── Document passage ──

Working Together for a Better Environment
Carrots for Kids

Picture: Bob Mucica, left, chairman of the FOOD Share Board of Directors, and Agromin’s Bill Camarillo, visit with members of the Boys and Girls Club of Ventura who are learning how to grow vegetables with the help of Agromin’s “Carrots for Kids” kits.

Agromin, which manufactures premium soil and gardening products from green waste collected by Harrison Industries, is helping area children learn how to grow their on vegetable gardens through a donation to FOOD Share, Ventura County’s regional food bank.

Agromin has donated 300 “Carrots for Kids” gardening kits that FOOD SHARE is distributing through its
Share’s Kid’s Café, an after-school and summer program designed to feed boys and girls who may not get enough food at home. Children are receiving the kits at the Boys and Girls Clubs in Ventura and Oxnard as well as at the Many Mansions after-school program in Thousand Oaks.

Each kit contains carrot seeds, a planter box with tray, plant labels, a planting instruction bookmark, a green recycling activity booklet, a pencil made of recycled wood, stickers and two, two-quart bags of planting soil. The kits are designed to teach kids ages 6 through 12 how food is grown and the importance of green waste recycling. The soil included with the kits contains recycled green material (i.e., lawn clippings, leaves and tree limbs) collected from Ventura County yards and landscapes that is naturally composted before being placed into the potting soil bags.

“With the “Carrots for Kids” kits, children will learn how to grow their own nutritious food and understand the importance of green recycling for our community and the environment,” said Ann Sobel, general manager of FOOD Share.

Agromin President Bill Camarillo agrees, adding, “Although we live in an agriculture-rich county, many kids here don’t understand how vegetables grow. The kits give them the skills to grow their own food and appreciate what it takes for even a simple vegetable like a carrot to end up in their local market.”

───
── Given data ──

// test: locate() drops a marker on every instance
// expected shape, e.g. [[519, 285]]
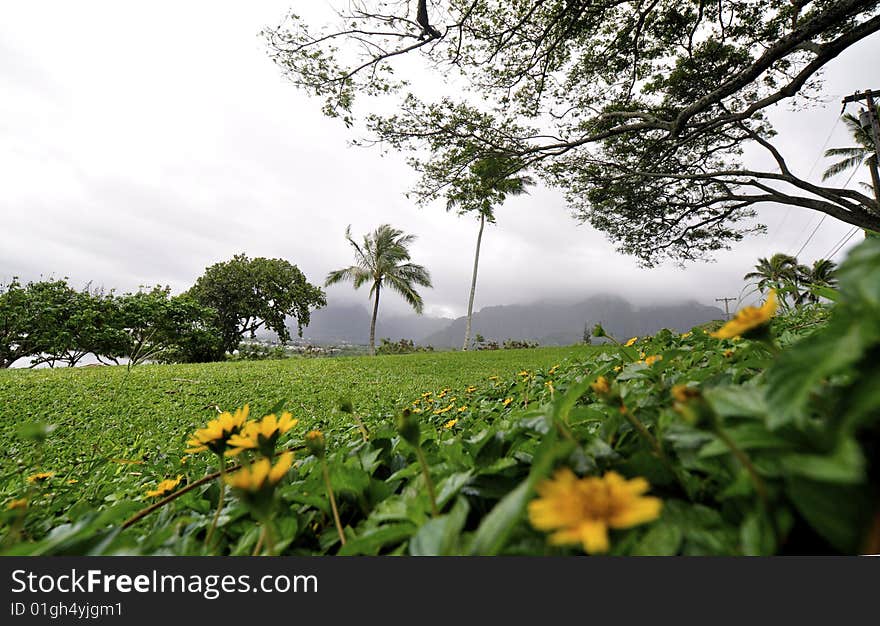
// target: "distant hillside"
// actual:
[[550, 324], [351, 323], [563, 324]]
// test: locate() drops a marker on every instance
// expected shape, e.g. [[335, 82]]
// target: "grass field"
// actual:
[[135, 424]]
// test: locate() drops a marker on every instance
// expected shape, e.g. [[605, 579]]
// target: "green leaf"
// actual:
[[798, 371], [440, 536], [662, 539], [845, 465], [451, 485], [373, 540], [498, 524], [839, 513], [757, 535], [346, 478], [496, 527], [737, 401], [751, 436]]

───

Goal:
Can you pick up the Carrots for Kids article after its last sentence and carry it forward? These records are unrelated to the Carrots for Kids article.

Response to the task:
The kits retail for $24.95 and can be purchased by visiting For every kit purchased online and “FOOD Share” is typed in the coupon box, Agromin will donate $5 to the nonprofit organization that feeds 38,000 adults and children each month through 220 certified charitable agencies throughout the county. For more information, go to

Harrisons Support Music Festivals

The 2006 Ventura Music Festival and the 2006 Ojai Music Festival both had outstanding seasons this year.

The 2006 Ventura Music Festival was a resounding success. Over 6 concerts were completely sold out - a first in Ventura Music Festival history! International names like Branford Marsalis, Cho-Ling Lin, Jennifer KOH, Chu-Fang Huang joined Artistic Director, Nuvi Mehta for a very special Festival for 2006.

2006’s theme “Stories in Music” reflected a unique blend of music and words including poetry, and drama,
which have inspired great composers through-out history in creating their music. From Vivaldi’s Four Seasons to modern Pulitzer Prize winning composer Paul Moravec’s Tempest Fantasy, audiences were thrilled.

As a special core value - the Ventura Music Festival’s great Artistic Director, Nuvi Mehta visited and taught MUSIC (this year the theme was “What is rhythm ?” ) to children in 22 Ventura schools! Mr. Mehta, a pianist, and a percussionist enjoyed the enthusiastic response from many children, including the Ventura Boys and Girls club which he also visited.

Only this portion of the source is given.